GIVEN REQUEST A —
Please filter the records below, keeping only the lines that contain the string "target". Case counts.

EXTRACT PROVIDED —
^^^^
# Grounds Keeper II price



## Rile78 (May 14, 2018)

I have a pull behind tine rake for my riding mower that does a pretty good job of pulling out all the dead grass. However I've been really impressed with the reviews for the GKII rake and went to the web to order one and noticed the price is $80 and up. A few weeks ago when I first researched it they were on Amazon and other sites for around $34.99. What in the heck happened? Looks like sever price gouging to me. Does anyone know of any similar style rake available or a better source to buy the GKII rake at non-rip-off prices?


----------



## TommyTester (Jul 3, 2018)

https://www.acehardware.com/departments/lawn-and-garden/gardening-tools/rakes/7338932


----------



## Rile78 (May 14, 2018)

Thanks @TommyTester, unfortunately ACE makes you order a pack of 6


----------



## TommyTester (Jul 3, 2018)

@Rile78 You might see if your local ACE store could get you one. I'm sure they could sell the other 5.


----------



## dacoyne (May 27, 2018)

I just ordered one and had the same issue as you looking around, it was 90$ on Amazon. I found one here with a good shipping price. Another site had it for 30$ but shipping was 60$ lol. Its shipping from canada so Im still waiting for its arrival.
https://mkrittenhouse.com/us/deluxe-grounds-rakes-superior-leaf-rake-shrub-and-spot


----------



## massgrass (Aug 17, 2017)

I bought mine at treestuff.com (currently $28.99). Coupon code FREESHIP gets you free s/h.


----------



## BubbaGrumpus (Jun 17, 2019)

Check out The Maintainer rake. Same design, same quality, more affordable and more available.


----------



## Green (Dec 24, 2017)

Many of the Ace stores stock them without asking. You'd be surprised.

Apparently, the tines are also replaceable if they break. Not sure where you'd find replacements for sale, though.

I like the rake.


----------



## NJ-lawn (Jun 25, 2018)

massgrass said:


> I bought mine at treestuff.com (currently $28.99). Coupon code FREESHIP gets you free s/h.


Just picked one up.....thx brother


----------



## Rile78 (May 14, 2018)

Green said:


> Many of the Ace stores stock them without asking. You'd be surprised.
> 
> Apparently, the tines are also replaceable if they break. Not sure where you'd find replacements for sale, though.
> 
> I like the rake.


You were absolutely right! My closest ACE is about 17 miles away so I called them and sure enough they had 3 on hand and set one back for me until I can go pick it up tonight. The guy said he has one and it's the best invention since sliced bread.


----------



## DFW_Zoysia (May 31, 2019)

Rile78 said:


> Green said:
> 
> 
> > Many of the Ace stores stock them without asking. You'd be surprised.
> ...


I love mine. It is fantastic.


----------



## pennstater2005 (Jul 17, 2017)

I've been looking at these for awhile now. What is the advantage over a standard rake?
^^^^
SUPPLIED DATA —

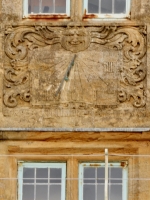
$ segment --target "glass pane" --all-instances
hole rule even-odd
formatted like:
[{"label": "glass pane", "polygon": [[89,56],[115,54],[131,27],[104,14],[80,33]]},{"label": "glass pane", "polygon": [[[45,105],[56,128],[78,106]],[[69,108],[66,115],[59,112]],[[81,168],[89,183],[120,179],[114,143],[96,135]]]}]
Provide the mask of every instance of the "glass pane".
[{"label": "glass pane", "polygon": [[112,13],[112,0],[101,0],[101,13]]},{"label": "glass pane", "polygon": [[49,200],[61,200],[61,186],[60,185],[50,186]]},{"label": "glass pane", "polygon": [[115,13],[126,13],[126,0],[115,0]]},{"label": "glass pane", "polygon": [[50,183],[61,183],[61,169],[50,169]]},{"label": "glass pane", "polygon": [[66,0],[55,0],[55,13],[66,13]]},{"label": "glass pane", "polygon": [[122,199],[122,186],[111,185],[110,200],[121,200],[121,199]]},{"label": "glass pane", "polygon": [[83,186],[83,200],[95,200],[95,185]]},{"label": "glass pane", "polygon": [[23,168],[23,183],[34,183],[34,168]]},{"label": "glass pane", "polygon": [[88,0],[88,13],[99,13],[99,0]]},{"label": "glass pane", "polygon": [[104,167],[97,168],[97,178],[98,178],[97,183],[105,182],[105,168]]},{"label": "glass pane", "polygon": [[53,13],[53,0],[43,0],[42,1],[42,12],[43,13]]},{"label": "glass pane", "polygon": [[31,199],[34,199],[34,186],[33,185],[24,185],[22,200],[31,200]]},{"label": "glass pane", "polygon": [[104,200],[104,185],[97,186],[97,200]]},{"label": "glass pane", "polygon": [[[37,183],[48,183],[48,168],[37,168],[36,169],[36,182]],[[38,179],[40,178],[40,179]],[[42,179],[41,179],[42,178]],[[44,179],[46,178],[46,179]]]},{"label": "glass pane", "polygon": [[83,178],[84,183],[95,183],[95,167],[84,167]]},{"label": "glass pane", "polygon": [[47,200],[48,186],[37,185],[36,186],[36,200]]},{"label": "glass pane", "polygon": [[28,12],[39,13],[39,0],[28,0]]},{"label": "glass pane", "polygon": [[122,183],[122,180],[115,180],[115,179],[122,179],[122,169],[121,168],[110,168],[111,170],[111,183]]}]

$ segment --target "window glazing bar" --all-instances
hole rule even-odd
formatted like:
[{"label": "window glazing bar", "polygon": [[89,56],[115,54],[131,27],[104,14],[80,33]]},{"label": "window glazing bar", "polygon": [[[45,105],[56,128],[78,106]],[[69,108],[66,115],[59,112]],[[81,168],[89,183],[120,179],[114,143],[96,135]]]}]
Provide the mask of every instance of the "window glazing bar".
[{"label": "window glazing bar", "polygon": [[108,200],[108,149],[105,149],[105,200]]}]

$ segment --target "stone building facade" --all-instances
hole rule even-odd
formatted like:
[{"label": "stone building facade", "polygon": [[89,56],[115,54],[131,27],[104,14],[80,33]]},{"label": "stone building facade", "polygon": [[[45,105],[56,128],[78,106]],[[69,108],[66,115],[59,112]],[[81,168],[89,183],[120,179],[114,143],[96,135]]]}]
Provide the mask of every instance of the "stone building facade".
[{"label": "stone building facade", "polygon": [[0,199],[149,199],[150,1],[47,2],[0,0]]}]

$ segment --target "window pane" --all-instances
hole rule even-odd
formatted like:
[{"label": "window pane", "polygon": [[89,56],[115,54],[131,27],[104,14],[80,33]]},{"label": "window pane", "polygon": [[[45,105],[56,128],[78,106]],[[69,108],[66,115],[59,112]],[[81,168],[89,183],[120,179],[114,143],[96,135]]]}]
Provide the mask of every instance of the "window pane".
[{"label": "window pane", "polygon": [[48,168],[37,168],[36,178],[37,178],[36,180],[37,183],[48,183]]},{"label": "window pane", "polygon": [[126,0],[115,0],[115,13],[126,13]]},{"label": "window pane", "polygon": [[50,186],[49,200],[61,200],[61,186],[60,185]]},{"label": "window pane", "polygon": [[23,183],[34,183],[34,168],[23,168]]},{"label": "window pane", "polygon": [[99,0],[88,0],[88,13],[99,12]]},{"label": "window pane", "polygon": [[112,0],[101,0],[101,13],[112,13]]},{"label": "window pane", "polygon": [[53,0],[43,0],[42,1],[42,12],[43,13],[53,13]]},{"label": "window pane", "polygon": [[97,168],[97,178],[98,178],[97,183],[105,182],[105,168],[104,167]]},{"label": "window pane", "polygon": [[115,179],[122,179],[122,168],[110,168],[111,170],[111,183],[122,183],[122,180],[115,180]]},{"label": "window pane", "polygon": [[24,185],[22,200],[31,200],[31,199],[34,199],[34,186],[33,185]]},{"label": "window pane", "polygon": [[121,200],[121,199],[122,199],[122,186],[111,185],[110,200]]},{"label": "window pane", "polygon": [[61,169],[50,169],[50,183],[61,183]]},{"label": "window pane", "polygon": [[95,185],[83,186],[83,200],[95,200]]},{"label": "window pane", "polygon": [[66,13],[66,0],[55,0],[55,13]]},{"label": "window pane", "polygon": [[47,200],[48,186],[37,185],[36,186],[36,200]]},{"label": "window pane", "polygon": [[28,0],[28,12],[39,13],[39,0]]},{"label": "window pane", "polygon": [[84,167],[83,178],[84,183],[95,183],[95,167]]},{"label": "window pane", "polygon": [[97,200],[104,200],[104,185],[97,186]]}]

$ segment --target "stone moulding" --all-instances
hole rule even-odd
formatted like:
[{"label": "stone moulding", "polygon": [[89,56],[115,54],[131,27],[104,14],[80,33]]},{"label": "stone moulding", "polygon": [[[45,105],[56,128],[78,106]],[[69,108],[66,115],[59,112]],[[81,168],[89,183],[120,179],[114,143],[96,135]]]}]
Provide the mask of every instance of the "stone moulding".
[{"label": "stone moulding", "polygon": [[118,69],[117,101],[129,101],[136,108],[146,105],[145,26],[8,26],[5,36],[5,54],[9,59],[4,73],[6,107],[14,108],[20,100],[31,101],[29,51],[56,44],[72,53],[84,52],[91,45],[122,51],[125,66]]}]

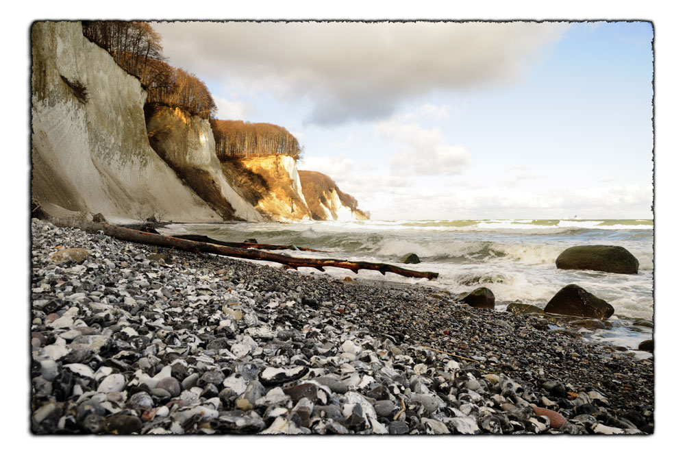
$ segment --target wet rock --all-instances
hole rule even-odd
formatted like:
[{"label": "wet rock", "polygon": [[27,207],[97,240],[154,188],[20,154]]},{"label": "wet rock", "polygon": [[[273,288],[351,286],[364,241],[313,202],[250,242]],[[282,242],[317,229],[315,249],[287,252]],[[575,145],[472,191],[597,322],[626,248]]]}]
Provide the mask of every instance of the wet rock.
^^^^
GIVEN REQUEST B —
In the forum thread about the rake's price, what coupon code gets free shipping at treestuff.com?

FULL OUTPUT A —
$ segment --target "glass pane" --all-instances
$ segment --target "window glazing bar" --all-instances
$ segment --target "stone building facade" --all-instances
$ segment --target "window pane" --all-instances
$ segment --target "stone moulding" --all-instances
$ segment --target wet rock --all-instances

FULL OUTPUT B —
FREESHIP